— TASK DIRECTIONS —
Reproduce the full set of records that follow, exactly as shown.

— SUPPLIED RECORDS —
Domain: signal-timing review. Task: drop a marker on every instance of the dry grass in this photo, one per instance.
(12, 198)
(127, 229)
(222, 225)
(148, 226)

— ANSWER TO THIS EXERCISE —
Domain: signal-timing review. Task: drop a marker on every instance of the dry grass in this photo, one per instance.
(12, 198)
(127, 229)
(222, 225)
(148, 226)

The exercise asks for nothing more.